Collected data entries
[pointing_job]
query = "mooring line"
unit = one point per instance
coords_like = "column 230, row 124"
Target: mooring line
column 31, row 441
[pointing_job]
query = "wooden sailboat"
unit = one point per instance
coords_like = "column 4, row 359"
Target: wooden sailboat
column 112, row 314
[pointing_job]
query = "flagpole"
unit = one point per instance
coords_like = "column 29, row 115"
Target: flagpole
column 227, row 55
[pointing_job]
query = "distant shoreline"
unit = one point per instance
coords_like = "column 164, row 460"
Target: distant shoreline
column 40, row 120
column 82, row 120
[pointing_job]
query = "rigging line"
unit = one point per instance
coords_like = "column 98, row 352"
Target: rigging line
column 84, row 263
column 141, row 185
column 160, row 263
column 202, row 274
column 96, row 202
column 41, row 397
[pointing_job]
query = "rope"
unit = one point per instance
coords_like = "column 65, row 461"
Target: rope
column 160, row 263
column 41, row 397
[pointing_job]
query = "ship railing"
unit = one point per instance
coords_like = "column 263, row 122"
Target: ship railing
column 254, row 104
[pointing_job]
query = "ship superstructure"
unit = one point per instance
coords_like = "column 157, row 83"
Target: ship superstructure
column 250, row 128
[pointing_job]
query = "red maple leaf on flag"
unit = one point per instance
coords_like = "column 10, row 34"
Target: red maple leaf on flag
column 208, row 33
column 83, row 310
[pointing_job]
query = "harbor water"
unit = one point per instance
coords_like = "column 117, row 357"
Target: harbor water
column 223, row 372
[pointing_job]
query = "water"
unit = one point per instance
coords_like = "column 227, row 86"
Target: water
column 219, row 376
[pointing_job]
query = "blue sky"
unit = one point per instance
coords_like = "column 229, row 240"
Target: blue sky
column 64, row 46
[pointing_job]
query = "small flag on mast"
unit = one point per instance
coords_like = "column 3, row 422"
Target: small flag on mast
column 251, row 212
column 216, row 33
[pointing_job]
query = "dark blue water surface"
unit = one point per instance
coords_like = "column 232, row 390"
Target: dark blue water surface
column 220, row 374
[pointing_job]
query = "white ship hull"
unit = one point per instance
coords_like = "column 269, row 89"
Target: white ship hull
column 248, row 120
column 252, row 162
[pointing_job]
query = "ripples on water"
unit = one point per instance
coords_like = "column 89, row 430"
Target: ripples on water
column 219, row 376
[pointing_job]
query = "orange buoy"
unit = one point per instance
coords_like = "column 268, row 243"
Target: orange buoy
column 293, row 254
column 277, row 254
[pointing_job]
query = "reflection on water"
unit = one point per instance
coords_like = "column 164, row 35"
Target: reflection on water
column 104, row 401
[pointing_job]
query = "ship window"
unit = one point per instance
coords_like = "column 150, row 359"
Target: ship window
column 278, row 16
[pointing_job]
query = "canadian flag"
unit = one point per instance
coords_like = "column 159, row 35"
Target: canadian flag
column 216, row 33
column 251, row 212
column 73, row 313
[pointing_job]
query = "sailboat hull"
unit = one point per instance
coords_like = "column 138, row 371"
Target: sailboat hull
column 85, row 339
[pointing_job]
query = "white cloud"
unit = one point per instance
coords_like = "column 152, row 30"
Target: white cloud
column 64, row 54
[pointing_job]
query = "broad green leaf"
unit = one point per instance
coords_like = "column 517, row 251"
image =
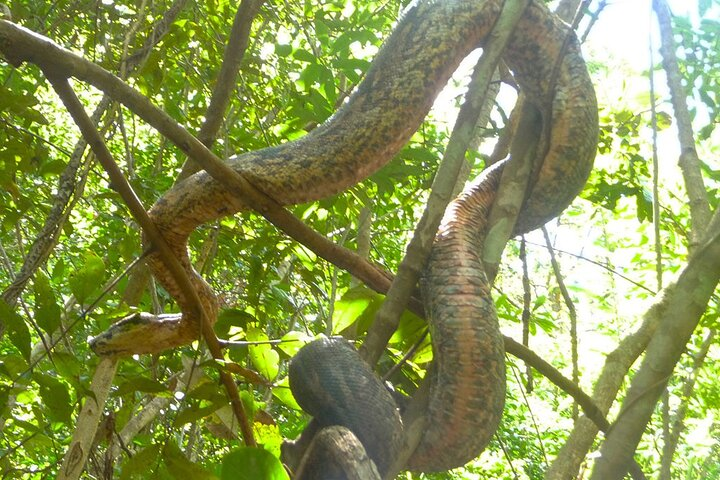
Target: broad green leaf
column 282, row 392
column 182, row 468
column 47, row 311
column 56, row 398
column 349, row 308
column 265, row 359
column 16, row 329
column 139, row 464
column 250, row 463
column 87, row 279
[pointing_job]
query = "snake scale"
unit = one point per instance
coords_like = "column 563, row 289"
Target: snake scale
column 416, row 61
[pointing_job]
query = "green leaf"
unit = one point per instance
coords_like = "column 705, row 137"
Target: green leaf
column 350, row 306
column 88, row 278
column 55, row 396
column 265, row 359
column 47, row 311
column 17, row 329
column 139, row 464
column 282, row 392
column 182, row 468
column 250, row 463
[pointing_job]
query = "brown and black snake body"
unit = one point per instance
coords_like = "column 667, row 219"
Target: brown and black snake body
column 387, row 107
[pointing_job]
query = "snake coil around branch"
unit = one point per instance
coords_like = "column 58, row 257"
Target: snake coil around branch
column 416, row 61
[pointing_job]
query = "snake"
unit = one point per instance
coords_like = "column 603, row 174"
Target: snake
column 387, row 107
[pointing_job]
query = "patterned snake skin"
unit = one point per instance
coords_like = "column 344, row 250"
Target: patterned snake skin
column 415, row 63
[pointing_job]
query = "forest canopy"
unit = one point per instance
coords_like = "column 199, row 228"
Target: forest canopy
column 609, row 312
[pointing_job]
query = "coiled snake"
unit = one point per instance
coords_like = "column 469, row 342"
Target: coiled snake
column 412, row 67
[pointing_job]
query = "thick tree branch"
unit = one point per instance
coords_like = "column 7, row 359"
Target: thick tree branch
column 45, row 52
column 679, row 309
column 689, row 161
column 120, row 183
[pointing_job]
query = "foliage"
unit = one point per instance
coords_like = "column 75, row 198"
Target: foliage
column 303, row 60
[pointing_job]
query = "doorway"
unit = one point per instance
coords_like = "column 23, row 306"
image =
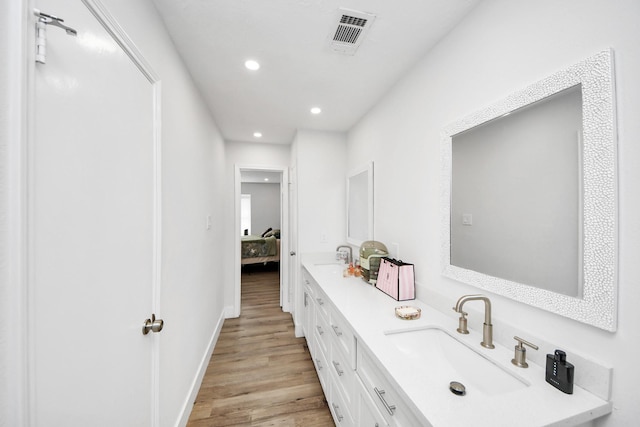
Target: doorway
column 257, row 174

Exercise aim:
Reproduce the records verbatim, beginning at their first line and ending with the line that contains "column 83, row 310", including that line.

Expected output:
[pointing_job]
query = "mooring line"
unit = one point per instance
coords_like = "column 230, row 124"
Target: mooring line
column 31, row 441
[pointing_job]
query = "wooden sailboat"
unit = one point per instance
coords_like = "column 4, row 359"
Target: wooden sailboat
column 112, row 314
[pointing_job]
query = "flagpole"
unit = one point per instance
coords_like = "column 29, row 115"
Target: flagpole
column 227, row 55
[pointing_job]
query = "distant shoreline"
unit = one point per instance
coords_like = "column 164, row 460"
Target: distant shoreline
column 40, row 120
column 82, row 120
[pointing_job]
query = "rigging line"
unit = one point per instance
coords_like = "column 98, row 352"
Target: rigging line
column 84, row 263
column 141, row 185
column 160, row 263
column 202, row 274
column 96, row 202
column 41, row 397
[pointing_job]
query = "rope"
unit = one point per instance
coords_like = "column 65, row 461"
Target: rope
column 160, row 263
column 41, row 397
[pointing_job]
query = "ship railing"
unit = one point per instance
coords_like = "column 263, row 122"
Target: ship railing
column 254, row 104
[pointing_job]
query = "ship superstructure"
unit = one point per instance
coords_like = "column 157, row 83"
Target: ship superstructure
column 250, row 128
[pointing_job]
query = "red maple leaf on flag"
unit = one point per instance
coords_like = "column 10, row 34"
Target: red maple leaf on flag
column 208, row 33
column 83, row 310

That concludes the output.